SOURCE RECORDS =>
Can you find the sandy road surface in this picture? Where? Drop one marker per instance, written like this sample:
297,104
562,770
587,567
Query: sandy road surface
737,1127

BRIEF => Could every entry be given again exactly, with no line skipped?

RESULT FOR THIS TASK =>
Can you find the sandy road surface in this picture? Where? Drop one marker per instance, written like this sample:
297,104
562,770
587,567
Query: sandy road surface
737,1127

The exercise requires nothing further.